Your objective - Please rewrite as a numbered list only the part of the rows that opens with the line containing "Objective: locate each instance of the tree" and runs through the end of the rows, omitting any blank lines.

Record list -
※ ※ ※

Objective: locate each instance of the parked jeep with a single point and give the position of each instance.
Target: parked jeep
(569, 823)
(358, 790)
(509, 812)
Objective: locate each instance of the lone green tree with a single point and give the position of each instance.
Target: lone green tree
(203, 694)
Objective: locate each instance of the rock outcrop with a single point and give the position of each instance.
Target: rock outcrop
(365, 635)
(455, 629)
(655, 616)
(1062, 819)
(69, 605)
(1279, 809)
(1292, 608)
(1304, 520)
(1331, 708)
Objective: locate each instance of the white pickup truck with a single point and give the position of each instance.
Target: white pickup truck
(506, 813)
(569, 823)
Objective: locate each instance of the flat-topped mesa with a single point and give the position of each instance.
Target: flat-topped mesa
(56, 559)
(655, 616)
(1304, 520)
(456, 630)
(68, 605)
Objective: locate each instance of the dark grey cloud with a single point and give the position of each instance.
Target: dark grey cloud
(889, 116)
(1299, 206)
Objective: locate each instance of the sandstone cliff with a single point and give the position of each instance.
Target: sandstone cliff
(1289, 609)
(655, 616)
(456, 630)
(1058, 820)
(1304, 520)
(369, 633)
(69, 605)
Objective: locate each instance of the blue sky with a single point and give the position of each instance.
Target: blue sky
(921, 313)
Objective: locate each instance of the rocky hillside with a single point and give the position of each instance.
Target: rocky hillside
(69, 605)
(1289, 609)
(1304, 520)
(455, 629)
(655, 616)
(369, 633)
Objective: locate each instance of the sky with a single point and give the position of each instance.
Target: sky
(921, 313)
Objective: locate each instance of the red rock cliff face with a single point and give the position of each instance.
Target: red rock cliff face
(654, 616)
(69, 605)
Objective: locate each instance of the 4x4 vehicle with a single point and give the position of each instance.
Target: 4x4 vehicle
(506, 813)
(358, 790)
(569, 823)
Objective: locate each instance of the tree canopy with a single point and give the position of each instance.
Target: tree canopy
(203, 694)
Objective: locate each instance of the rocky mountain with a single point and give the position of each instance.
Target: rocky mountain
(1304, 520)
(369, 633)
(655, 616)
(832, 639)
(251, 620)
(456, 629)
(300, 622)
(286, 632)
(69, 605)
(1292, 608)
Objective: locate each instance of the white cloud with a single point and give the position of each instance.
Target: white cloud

※ ※ ※

Task response -
1. Objective: locate each instance of the tree canopy with a single point and give the position of each instance.
2. Target: tree canopy
3. (203, 694)
4. Objective: locate each instance of the rocky mountain with a single point and give the position of each instance.
5. Target: rocky mountain
6. (1304, 520)
7. (369, 633)
8. (655, 616)
9. (832, 639)
10. (251, 620)
11. (456, 629)
12. (300, 622)
13. (286, 632)
14. (69, 605)
15. (1292, 608)
16. Objective: locate each instance of the white cloud with a single point and give the position of each instance.
17. Target: white cloud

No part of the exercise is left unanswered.